**Work instructions:**
Revise every item below so that "marker" becomes "pin", keeping all other text identical. Leave the pictures out of your revision.

Rows from a dataset:
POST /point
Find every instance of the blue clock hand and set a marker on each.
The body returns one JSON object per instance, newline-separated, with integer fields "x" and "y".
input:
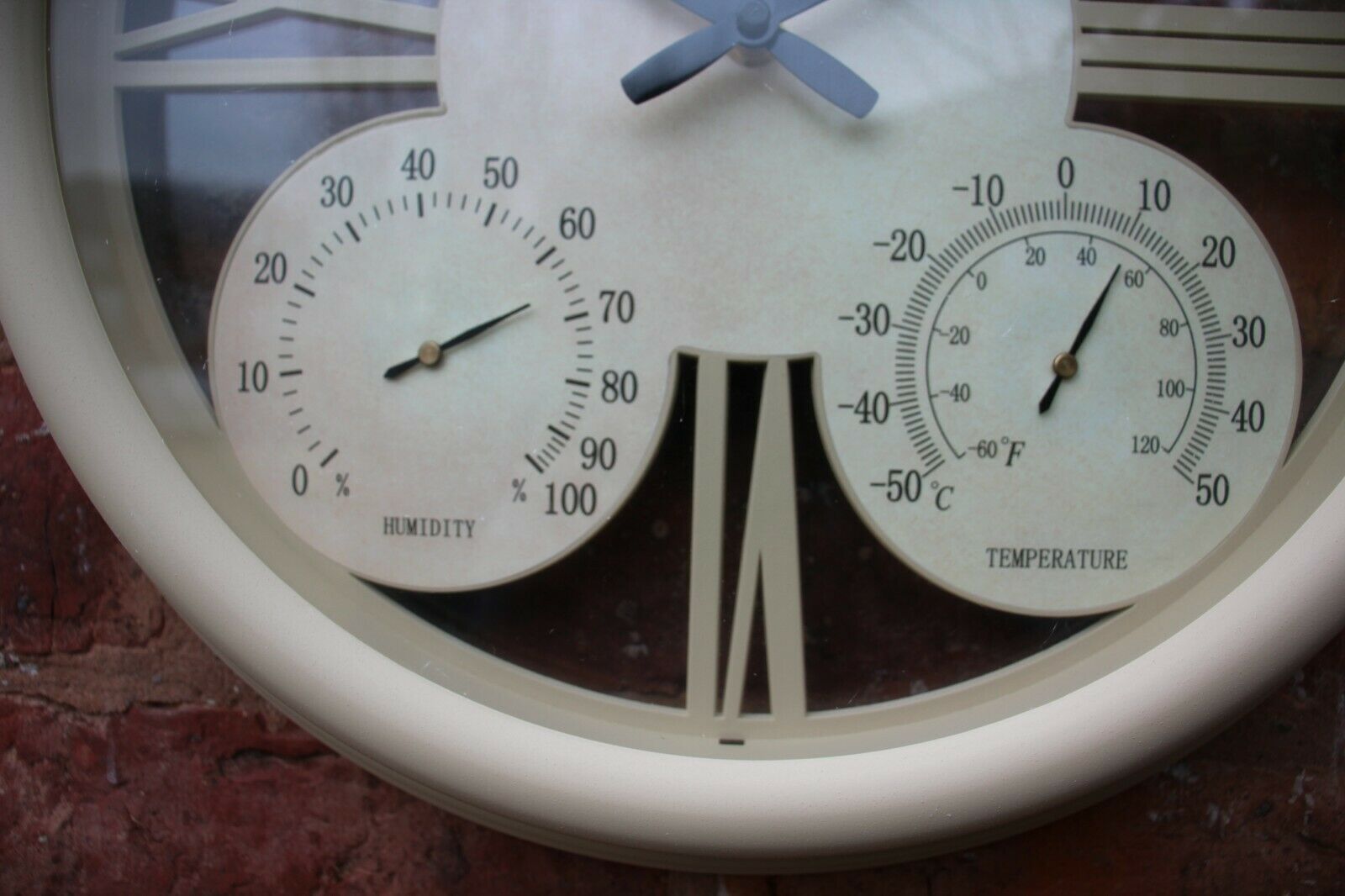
{"x": 679, "y": 62}
{"x": 822, "y": 71}
{"x": 751, "y": 24}
{"x": 708, "y": 10}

**Written answer:**
POST /point
Find every instance of the blue clock hand and set a pin on each.
The body returns one JSON object per instance, newline-separated, with integer fields "x" and "y".
input:
{"x": 679, "y": 62}
{"x": 822, "y": 71}
{"x": 751, "y": 24}
{"x": 708, "y": 10}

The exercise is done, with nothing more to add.